Referring expression pointing data:
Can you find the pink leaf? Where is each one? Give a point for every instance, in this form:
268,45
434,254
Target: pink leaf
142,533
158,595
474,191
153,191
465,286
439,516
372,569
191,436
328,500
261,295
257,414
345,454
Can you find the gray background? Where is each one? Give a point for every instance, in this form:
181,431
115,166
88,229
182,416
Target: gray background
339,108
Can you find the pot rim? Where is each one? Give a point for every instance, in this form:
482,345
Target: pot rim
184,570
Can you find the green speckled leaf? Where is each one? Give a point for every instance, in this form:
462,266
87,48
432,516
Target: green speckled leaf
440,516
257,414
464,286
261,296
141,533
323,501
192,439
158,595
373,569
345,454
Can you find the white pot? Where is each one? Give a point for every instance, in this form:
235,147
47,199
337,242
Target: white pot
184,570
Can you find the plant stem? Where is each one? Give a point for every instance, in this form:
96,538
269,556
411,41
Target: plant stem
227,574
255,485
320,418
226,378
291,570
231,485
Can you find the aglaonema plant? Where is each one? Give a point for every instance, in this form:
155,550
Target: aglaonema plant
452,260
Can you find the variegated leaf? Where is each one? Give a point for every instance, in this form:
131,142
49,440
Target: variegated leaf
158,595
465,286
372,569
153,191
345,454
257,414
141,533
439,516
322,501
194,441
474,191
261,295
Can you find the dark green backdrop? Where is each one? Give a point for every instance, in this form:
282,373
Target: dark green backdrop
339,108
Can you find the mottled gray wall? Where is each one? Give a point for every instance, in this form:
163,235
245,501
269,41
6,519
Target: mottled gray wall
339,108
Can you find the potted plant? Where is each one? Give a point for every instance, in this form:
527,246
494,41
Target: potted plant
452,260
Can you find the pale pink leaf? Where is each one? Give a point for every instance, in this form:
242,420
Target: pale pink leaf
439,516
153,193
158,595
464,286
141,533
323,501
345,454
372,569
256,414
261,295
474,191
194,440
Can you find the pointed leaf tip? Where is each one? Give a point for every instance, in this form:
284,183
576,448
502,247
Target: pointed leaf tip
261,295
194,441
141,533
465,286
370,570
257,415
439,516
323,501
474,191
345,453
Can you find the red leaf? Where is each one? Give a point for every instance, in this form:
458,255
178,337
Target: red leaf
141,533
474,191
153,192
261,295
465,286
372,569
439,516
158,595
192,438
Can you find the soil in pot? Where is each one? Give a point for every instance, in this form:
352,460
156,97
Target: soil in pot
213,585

PROBLEM TO SOLVE:
All the records above need to be set down again exactly as they were given.

RESPONSE TO THIS EXERCISE:
Can you find the pink leaf? Where is each one? Give a point for every instance, in this form:
268,45
434,254
Target: pink leaf
142,533
158,595
474,191
153,191
465,286
439,516
372,569
191,436
328,500
261,295
257,414
345,454
Can you find the gray background? Where is each one? Give a point for every instance, in this form:
181,431
115,166
88,229
182,416
Target: gray background
339,108
Can you find the pot rim? Where is each one? Give a point for every instance, in this form:
482,345
Target: pot rim
184,570
Can you find the green speckled leaf? Where is each one? Give a point for every instance, in this form:
462,266
87,48
432,516
Target: green speckled leaf
440,516
257,414
464,286
261,296
141,533
323,501
192,439
158,595
373,569
345,454
Can you find the white pot? Where is each one? Give a point for every instance, in this form:
235,147
47,199
337,242
Target: white pot
184,570
Can you find the plant stem? Where is each one? Give a point for every instance, in this form:
96,538
269,556
411,41
Target: plant stem
227,574
255,485
320,418
226,378
291,570
231,485
Can you find the aglaonema plant? Where is each one? Give a point for every instance, in this form:
155,550
Target: aglaonema plant
452,260
Can you find the variegated leaf? Where is each one? Give a point for every instance, in this form:
131,142
49,440
Target: variegated leaf
158,595
465,286
372,569
153,191
345,454
257,414
141,533
439,516
322,501
194,441
474,191
261,295
Can you find the dark green backdrop? Where is each one? Give a point for every instance, in this form:
282,373
Target: dark green backdrop
339,108
Can you find the mottled gray wall? Where is each one? Give a point for every instance, in this form:
163,235
245,501
269,41
6,519
Target: mottled gray wall
339,108
Can you find the potted plant? Where is each one? Give a point for every instance, in this form:
527,246
494,41
Target: potted plant
452,260
Can you find the pale pink leaf? Where is each one? Give a point for every instance, in this form:
242,420
Target: pale pink leaf
439,516
153,193
158,595
464,286
141,533
323,501
345,454
372,569
256,414
261,295
474,191
194,440
Can you find the pointed leaf tip? Where is each one? Give a point for every instance, in this form:
284,183
576,448
502,247
Target: pointed leaf tip
261,295
194,441
141,533
465,286
370,570
257,415
439,516
323,501
474,191
345,453
Can you find the red leaf? Where is each one? Give a point for every instance, in this form:
458,255
178,337
Target: red leaf
141,533
474,191
153,192
261,295
465,286
372,569
439,516
158,595
192,438
Can you find the soil in pot? Where is each one? Give a point for every instance, in this form:
352,460
156,97
Target: soil in pot
213,585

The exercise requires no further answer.